TEKS KUTIPAN:
---+---

Pagi hari yang cerah di pusat Jakarta terlihat matahari 40 derajat diatas kepala, dengan ramainya suara lalu lalang orang yang hendak mudik dipelataran rel kereta api Stasiun Senen. Tak sengaja pemandangan mencolok terlihat dari kedua mataku, kawasan kumuh berada di pinggir rel kereta api, membuat kaki ini beranjak untuk menyusuri daerah tersebut. Kawasan senen yang dulu terkenal dengan kehidupannya yang keras, ternyata benar adanya, pandanganku saat menyusuri daerah yang dipenuhi dengan tumpukan botol-botol, sampah, kardus dan berderet bangunan yang terbuat dari terpal kardus bahkan ada yang hanya dari gerobak sampah.

---+---

PERMINTAAN TUGAS A: Dari teks kutipan tentang kawasan Senen, sebutkan semua benda yang disebut sebagai isi tumpukan di daerah pinggir rel.
PERMINTAAN TUGAS B: Terjemahkan kalimat dari teks kutipan ini ke dalam bahasa Inggris: "Tak sengaja pemandangan mencolok terlihat dari kedua mataku, kawasan kumuh berada di pinggir rel kereta api, membuat kaki ini beranjak untuk menyusuri daerah tersebut."
PERMINTAAN TUGAS C: Salin kata demi kata bagian teks kutipan tentang kawasan Senen yang dibuka dengan kata-kata yang memuat "Pagi hari yang" dan ditutup dengan "dari gerobak sampah.".

---+---

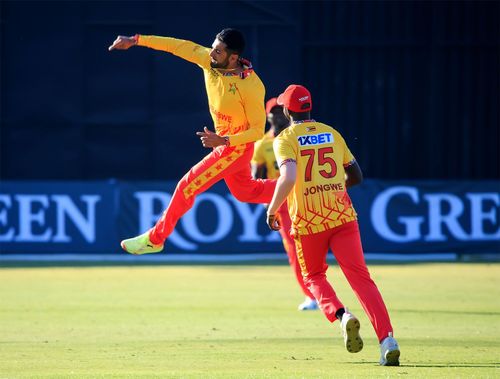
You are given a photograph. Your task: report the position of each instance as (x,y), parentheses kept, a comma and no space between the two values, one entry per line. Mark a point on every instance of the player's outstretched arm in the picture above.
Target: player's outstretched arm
(123,43)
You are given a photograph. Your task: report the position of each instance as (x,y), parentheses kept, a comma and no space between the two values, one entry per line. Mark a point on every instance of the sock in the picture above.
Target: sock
(339,313)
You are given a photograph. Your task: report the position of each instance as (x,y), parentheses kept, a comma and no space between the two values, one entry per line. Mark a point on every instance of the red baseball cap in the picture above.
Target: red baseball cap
(296,98)
(271,103)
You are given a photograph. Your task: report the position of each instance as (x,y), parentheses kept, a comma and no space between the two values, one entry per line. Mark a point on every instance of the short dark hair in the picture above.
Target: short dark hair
(233,39)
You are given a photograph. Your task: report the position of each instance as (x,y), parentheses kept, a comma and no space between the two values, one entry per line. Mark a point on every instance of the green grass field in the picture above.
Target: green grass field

---+---

JAWABAN LENGKAP A: botol-botol, sampah, kardus

JAWABAN LENGKAP B: By chance, a striking sight caught my eyes: a slum area on the edge of the railway tracks, which made these feet set off to walk through the area.

JAWABAN LENGKAP C:
Pagi hari yang cerah di pusat Jakarta terlihat matahari 40 derajat diatas kepala, dengan ramainya suara lalu lalang orang yang hendak mudik dipelataran rel kereta api Stasiun Senen. Tak sengaja pemandangan mencolok terlihat dari kedua mataku, kawasan kumuh berada di pinggir rel kereta api, membuat kaki ini beranjak untuk menyusuri daerah tersebut. Kawasan senen yang dulu terkenal dengan kehidupannya yang keras, ternyata benar adanya, pandanganku saat menyusuri daerah yang dipenuhi dengan tumpukan botol-botol, sampah, kardus dan berderet bangunan yang terbuat dari terpal kardus bahkan ada yang hanya dari gerobak sampah.